**EXTRACTED ENTRIES:**
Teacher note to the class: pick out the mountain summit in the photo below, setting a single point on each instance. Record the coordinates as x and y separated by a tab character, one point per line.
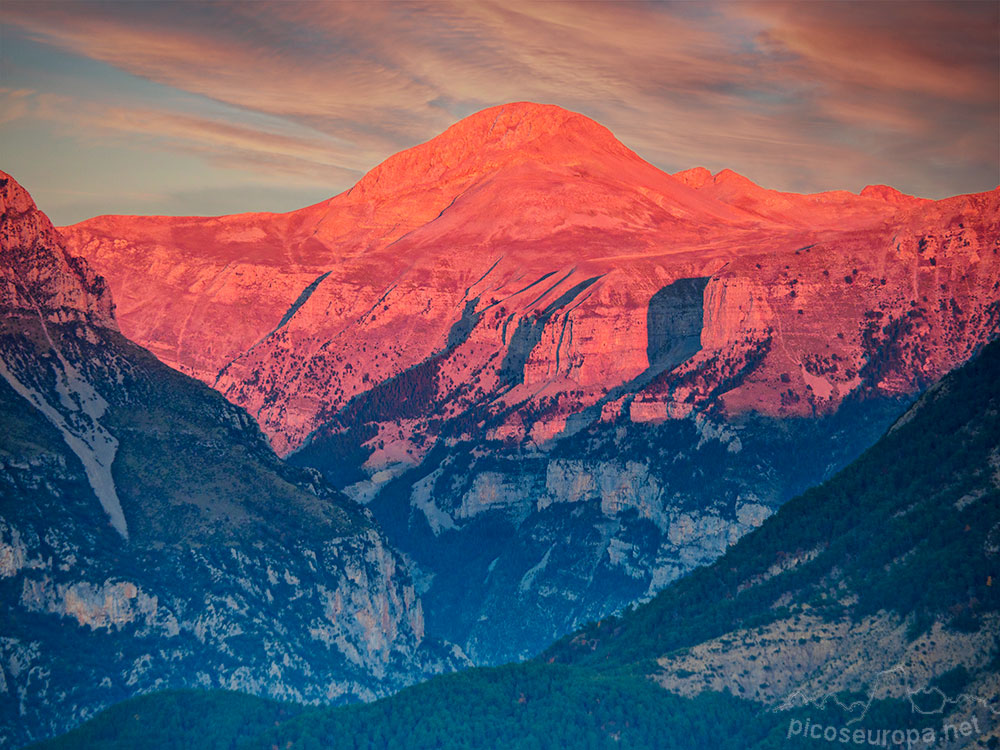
530	351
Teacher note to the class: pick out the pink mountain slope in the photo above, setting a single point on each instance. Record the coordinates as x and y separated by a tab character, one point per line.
520	251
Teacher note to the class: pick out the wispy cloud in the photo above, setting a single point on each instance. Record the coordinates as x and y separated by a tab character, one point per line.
797	95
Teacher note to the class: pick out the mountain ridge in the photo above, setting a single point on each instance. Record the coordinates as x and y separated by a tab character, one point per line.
480	361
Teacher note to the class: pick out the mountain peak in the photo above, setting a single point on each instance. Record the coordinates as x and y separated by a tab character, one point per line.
37	275
493	139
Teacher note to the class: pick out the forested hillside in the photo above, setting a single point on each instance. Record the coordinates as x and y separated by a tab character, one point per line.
903	543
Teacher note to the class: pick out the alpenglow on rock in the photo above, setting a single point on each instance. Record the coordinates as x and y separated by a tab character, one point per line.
150	538
523	293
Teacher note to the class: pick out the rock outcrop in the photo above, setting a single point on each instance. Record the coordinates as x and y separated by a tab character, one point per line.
522	287
150	538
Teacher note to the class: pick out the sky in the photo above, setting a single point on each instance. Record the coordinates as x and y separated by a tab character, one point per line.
204	108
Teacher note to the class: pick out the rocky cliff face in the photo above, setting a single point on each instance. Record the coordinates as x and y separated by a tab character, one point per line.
524	286
880	584
149	537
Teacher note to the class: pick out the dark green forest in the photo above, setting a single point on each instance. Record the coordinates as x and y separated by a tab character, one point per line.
910	527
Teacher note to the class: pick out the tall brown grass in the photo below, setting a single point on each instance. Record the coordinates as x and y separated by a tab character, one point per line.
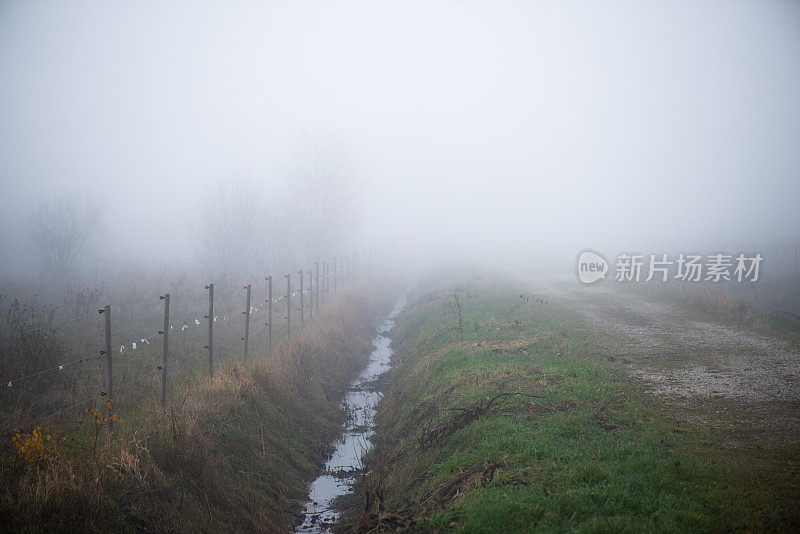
230	452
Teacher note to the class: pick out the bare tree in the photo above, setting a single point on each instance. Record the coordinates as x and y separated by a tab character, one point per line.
235	230
60	227
323	196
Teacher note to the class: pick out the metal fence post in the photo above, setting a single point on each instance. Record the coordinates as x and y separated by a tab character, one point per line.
210	316
269	316
165	352
109	371
316	287
310	297
288	306
302	308
246	337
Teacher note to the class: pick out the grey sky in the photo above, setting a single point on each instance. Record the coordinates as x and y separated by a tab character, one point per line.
488	126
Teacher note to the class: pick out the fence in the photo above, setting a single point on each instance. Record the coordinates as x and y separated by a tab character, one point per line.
123	363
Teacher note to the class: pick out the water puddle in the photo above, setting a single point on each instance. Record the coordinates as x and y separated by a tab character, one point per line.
359	403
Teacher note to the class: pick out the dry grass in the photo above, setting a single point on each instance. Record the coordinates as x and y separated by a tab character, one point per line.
228	452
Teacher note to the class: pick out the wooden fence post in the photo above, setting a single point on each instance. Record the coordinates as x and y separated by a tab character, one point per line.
210	316
288	306
165	352
269	316
109	371
246	337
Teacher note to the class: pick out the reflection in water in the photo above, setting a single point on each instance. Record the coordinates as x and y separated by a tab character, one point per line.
359	403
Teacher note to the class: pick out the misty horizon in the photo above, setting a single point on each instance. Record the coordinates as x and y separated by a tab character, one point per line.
510	130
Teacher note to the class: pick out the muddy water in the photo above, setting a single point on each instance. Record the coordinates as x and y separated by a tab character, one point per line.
359	404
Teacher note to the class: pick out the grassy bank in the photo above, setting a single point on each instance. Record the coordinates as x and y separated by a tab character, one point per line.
232	452
523	426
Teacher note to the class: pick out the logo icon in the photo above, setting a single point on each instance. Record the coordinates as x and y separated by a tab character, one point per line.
591	267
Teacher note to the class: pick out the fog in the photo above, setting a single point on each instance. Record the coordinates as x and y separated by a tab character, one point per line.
470	130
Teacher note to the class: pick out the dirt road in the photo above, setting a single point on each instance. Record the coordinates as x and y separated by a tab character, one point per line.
743	384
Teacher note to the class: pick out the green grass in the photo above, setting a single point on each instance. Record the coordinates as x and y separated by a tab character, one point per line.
580	448
229	453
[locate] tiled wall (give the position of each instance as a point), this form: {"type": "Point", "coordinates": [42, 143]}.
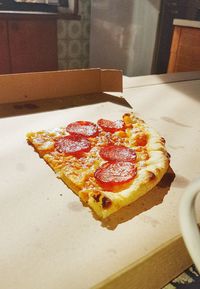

**EXERCISE GOAL:** Output the data exactly as it appears. The pictures do not belong in it.

**RESULT FOR THIS TASK:**
Teacher note to the class: pick out the mountain summit in the photo below, setting a single point on each instance. Record the coordinates as x and y separated by a tab character, one point per line.
530	351
Teacher note to the class: pick out the pink mountain slope in the photo above, setting a single point on each instance. Record the coordinates as x and y separated by a tab character, one point per line.
520	251
Teacher note to the class: pick out the wispy cloud in the photo above, setting a single point on each instance. Record the coordinates as x and y separated by a tab character, one point per line.
797	95
Teacher note to the class: pick out the mountain ridge in the photo above, setting a single point on each instance. Record the coordinates as x and y separated by a tab character, one point per line.
480	361
Teacher note to the class: pick out the mountain peak in the photo above, setting a single point on each instance. Record the coordinates as x and y separated by a tab character, one point per line.
37	275
493	139
Teacher note to the class: pick out the forested hillside in the photo above, setting a single point on each instance. Record the coordinates as x and y separated by a tab character, one point per line.
903	543
Teacher note to the class: pick out the alpenglow on rock in the photo above, setting a single point on each instance. Record the coordinates as x and y separated by a tab character, one point per line.
150	538
523	293
Teacher note to the class: pick out the rock outcrop in the photo above, setting a single point on each instance. Record the coordinates as x and y separated by a tab character, one point per line.
522	287
150	538
Teacher note to the class: pick out the sky in the photo above, setting a single point on each instance. Record the coordinates as x and y separated by a tab character, one point per line.
204	108
Teacher note to the class: pick out the rocky cliff face in the photo above, setting a single point on each instance. Record the coordinates as x and y separated by a tab character, one point per line.
524	286
880	584
149	537
Teacher note to the class: pick out the dark green forest in the photo above, setting a single point on each instance. Record the coordinates as x and y separated by a tab character, one point per line.
910	527
Teacher note to the class: pick out the tall brown grass in the photo below, setting a single point on each instance. Record the coordinates as x and y separated by a tab character, one point per line.
230	452
Teacher note to the class: pick out the bare tree in the photo above, setting a single point on each instance. Record the coordinates as x and y separated by a tab character, one point per line.
235	230
60	227
323	196
Teacher note to the class: pick out the metal fence post in the photo above, setting a single point on each instance. Record the coordinates as x and y separated by a tab character, one point per line.
210	316
269	316
165	352
109	371
316	287
310	297
288	306
302	308
246	337
Teacher note to the class: pick out the grey sky in the photo above, setting a single point on each instance. Record the coordinates as x and y separated by a tab character, one point per line.
488	126
Teacher note to the class: pick out the fence in the photo above, setting a single point on each instance. Record the coordinates as x and y separated by a tab character, one point per line.
123	363
Teacher note to the class: pick out the water puddle in the photo above, setting a single point on each instance. Record the coordinates as x and y separated by a tab character, one point per line.
359	403
Teacher note to the class: pick out the dry grass in the photo above, setting a single point on each instance. Record the coordinates as x and y separated by a tab character, one point per line.
228	452
Teacher note to the class: pick out the wooden fence post in the photo above, setting a single point on each instance. Record the coordinates as x and y separated by a tab character, one point per line.
210	316
288	306
165	352
269	316
109	371
246	337
Teacher note to the class: pick out the reflection in water in the photo above, setting a single point on each instance. Record the coordinates as x and y separated by a tab character, one point per line.
359	403
Teacher note to the class: pick out the misty horizon in the photo above, setting a single point on each instance. Record the coordinates as x and y separated by a tab character, one point per line.
510	130
Teacher note to the class: pick out the muddy water in the photo above, setting a single point on each instance. Record the coordinates as x and y separated by a tab character, one point per line.
359	404
Teacher note to the class: pick out the grassy bank in the photo above, setting a single point on each instance. Record the coordinates as x and y separated by a tab character, one point per line.
232	452
523	426
Teacher note to the class: pick out the logo icon in the photo above, setting a single point on each instance. Record the coordinates as x and y separated by a tab character, one point per line.
591	267
Teacher note to the class: pick out the fog in the photo above, setting a single point on each instance. Record the coordinates as x and y separated by a tab character, one point per line.
470	130
Teacher note to the class: pick out the dirt road in the photo above, setting a single point on each instance. Record the coordinates as x and y separated by a tab character, one point per line.
743	384
Teacher note to the class: pick out the green grass in the photo above, setting a single point on each instance. Record the coordinates as x and y separated by a tab character, one point per line.
580	448
229	453
[locate] tiled wall (give the position of each instance as a point), this form: {"type": "Point", "coordinates": [42, 143]}.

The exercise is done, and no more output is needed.